- [INSTRUCTIONS TO FOLLOW] Nothing may be dropped or altered: reproduce all the data.
####################
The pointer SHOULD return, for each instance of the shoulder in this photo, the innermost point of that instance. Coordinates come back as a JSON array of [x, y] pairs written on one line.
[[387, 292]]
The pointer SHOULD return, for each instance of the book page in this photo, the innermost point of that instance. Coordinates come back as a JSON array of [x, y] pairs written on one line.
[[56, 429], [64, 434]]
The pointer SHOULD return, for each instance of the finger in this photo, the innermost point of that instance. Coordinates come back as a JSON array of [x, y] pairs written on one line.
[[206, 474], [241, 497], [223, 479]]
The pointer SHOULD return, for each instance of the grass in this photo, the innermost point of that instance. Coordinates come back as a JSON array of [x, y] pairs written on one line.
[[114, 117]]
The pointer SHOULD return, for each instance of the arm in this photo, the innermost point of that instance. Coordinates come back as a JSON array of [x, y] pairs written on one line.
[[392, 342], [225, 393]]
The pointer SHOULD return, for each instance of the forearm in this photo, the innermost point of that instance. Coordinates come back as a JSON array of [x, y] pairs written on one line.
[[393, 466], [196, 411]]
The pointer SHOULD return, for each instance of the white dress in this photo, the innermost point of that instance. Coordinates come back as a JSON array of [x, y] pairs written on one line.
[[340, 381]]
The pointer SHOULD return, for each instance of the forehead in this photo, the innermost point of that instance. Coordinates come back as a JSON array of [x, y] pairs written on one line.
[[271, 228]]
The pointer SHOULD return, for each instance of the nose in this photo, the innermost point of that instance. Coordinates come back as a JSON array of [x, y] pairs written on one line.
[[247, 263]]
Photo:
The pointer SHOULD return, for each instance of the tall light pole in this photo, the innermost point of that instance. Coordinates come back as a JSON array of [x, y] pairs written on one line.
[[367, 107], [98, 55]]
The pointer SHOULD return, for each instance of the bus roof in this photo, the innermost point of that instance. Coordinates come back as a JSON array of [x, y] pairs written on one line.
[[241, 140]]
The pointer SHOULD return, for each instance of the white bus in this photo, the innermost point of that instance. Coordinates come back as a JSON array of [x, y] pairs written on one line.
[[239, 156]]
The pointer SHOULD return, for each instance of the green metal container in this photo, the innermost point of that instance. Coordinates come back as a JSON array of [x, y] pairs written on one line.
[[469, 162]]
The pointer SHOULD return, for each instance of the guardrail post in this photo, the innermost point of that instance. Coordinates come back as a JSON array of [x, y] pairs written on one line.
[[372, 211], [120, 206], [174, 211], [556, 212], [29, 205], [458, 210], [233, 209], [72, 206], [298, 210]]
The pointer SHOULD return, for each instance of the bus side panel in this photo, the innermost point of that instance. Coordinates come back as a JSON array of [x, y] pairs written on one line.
####################
- [FINAL RESULT]
The pointer SHOULD return, for each instance of the shoulder in this photo, the innermost point of that instance. Coordinates come back as a JSON array of [x, y] pairs written on one line.
[[387, 292]]
The pointer SHOULD return, for each instance of the book page in this photo, the innermost point of that instance. Coordinates come back as a JSON array of [x, y] pairs written on one line.
[[56, 429], [64, 434]]
The pointer SHOULD return, for each instance of the finger in this photo, the innermost point of that instance. Coordinates come back as a JSON array of [x, y] pairs written on one line.
[[206, 474], [241, 497], [223, 479]]
The pointer SHOULD return, for each instance of the grass in this photo, the innermost point of that instance. Coordinates come back as a JSON array of [x, y] pairs written on one line.
[[114, 117]]
The pointer SHOULD return, for each instance of the arm in this photo, the innermost point of that instance. Coordinates come back as a JSON array of [x, y] pairs written on one line.
[[392, 342], [225, 393]]
The pointer SHOULD return, for each instance of the forearm in this photo, the innermost point of that instance. Coordinates come back as a JSON array of [x, y] pairs written on one line.
[[393, 466], [196, 411]]
The pointer SHOULD return, for each instance of the white dress in this photo, the innermost point of that instance. Coordinates come back as a JSON array of [x, y] pairs written on one line.
[[340, 381]]
The pointer SHOULD return, for each instance of the forehead in this photo, the innermost point of that instance. Coordinates come back as a JSON array of [x, y] pairs written on one line.
[[271, 228]]
The pointer SHOULD return, for each instance of the nose in this photo, the innermost point of that instance. Coordinates come back as a JSON array of [x, y] pairs written on one line.
[[247, 263]]
Photo:
The pointer SHOULD return, for each instance of the tall light pole in this photo, the innermost point of that instance. Coordinates come back as a JSON array of [x, y] pairs written on one line.
[[367, 107], [98, 55]]
The pointer SHOULD return, for each instance of the bus roof in this photo, the innermost point of that instance. Coordinates come back as a JSON array of [x, y] pairs written on one line.
[[241, 140]]
The pointer SHOULD return, for each instance of the white bus in this photo, the innermost point of that instance. Coordinates come back as a JSON array of [x, y] pairs written on one line.
[[239, 156]]
The pointer SHOULD return, for each instance of the green metal container in this photo, the innermost point of that instance. Coordinates come back as a JSON array of [x, y] pairs written on one line.
[[469, 162]]
The pointer SHOULD return, for each instance of the guardrail post in this photo, the innermost point of that instance. Coordinates come back as a JSON array of [x, y] pairs written on one line.
[[372, 211], [120, 206], [174, 211], [556, 212], [29, 205], [458, 210], [233, 209], [72, 206], [298, 210]]
The pointer SHOULD return, for each instance of the bus side panel in this photo, the innermost point of that instance. Coordinates come back as a JSON array of [x, y] pairs written on one line.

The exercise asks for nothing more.